Some records
----------

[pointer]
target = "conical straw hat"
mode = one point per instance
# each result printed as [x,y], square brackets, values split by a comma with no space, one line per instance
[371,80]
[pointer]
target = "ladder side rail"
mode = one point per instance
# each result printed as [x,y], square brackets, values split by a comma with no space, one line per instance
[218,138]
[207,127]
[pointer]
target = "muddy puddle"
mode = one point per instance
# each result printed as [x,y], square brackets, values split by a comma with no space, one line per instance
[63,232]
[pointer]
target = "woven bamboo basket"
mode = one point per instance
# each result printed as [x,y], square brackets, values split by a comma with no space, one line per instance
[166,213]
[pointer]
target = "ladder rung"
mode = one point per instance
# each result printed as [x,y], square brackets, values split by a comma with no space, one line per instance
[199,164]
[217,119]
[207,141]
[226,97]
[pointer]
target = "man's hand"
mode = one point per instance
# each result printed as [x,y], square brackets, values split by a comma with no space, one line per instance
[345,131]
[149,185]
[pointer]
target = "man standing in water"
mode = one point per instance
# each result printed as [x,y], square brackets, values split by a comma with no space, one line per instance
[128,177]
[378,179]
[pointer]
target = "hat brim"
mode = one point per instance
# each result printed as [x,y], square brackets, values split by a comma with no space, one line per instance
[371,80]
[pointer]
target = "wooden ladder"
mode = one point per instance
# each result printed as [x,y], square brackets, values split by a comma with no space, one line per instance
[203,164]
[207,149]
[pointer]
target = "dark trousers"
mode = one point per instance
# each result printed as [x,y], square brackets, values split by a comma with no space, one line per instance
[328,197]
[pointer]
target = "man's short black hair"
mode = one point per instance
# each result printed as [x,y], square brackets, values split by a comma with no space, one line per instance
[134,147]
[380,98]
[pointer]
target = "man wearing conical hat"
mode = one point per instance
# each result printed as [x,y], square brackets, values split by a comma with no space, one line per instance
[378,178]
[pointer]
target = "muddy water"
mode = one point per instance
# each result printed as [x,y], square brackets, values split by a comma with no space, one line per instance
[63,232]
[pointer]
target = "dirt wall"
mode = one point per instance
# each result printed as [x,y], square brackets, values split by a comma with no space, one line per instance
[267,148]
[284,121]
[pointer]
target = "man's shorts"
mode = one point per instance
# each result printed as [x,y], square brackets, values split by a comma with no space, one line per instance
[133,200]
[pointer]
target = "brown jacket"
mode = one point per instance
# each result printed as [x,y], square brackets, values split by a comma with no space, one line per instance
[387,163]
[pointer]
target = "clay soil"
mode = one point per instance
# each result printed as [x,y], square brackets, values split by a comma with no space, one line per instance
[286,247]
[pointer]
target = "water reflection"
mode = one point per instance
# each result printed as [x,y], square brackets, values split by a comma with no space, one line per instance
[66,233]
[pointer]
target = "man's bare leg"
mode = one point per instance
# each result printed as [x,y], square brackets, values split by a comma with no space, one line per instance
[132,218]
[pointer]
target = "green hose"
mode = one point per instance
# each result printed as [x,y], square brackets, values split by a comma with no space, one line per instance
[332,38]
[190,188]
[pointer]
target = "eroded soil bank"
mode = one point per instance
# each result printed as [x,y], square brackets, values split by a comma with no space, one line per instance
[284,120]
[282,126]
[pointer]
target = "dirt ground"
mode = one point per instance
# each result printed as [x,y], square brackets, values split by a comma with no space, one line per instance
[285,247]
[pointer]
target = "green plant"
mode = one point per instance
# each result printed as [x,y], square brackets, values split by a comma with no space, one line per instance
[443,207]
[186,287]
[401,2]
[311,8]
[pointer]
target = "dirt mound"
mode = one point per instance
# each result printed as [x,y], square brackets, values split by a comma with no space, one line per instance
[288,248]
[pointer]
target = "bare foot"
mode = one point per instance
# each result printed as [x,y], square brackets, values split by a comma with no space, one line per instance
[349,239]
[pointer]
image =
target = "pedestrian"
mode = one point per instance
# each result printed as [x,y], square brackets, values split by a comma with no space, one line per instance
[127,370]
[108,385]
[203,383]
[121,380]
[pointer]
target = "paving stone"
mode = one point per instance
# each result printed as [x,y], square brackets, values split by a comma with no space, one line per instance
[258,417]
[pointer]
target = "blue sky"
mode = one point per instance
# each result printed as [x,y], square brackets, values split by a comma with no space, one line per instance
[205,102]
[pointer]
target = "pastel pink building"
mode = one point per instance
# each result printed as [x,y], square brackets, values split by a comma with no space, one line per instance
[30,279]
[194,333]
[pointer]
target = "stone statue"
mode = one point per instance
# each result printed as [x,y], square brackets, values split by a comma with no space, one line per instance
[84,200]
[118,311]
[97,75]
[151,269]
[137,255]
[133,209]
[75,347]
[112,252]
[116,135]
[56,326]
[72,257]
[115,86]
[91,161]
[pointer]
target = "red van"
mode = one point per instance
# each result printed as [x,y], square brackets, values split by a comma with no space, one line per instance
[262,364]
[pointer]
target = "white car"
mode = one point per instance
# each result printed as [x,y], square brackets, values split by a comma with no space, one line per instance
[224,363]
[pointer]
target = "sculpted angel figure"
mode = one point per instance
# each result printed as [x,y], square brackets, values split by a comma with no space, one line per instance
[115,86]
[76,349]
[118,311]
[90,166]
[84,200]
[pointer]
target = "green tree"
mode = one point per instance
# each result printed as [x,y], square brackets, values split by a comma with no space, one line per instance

----------

Request. Please collect every line of the items above that contains the string "conical". Matching is case-sensitive.

Task answer.
target = "conical straw hat"
target = "man wearing conical hat"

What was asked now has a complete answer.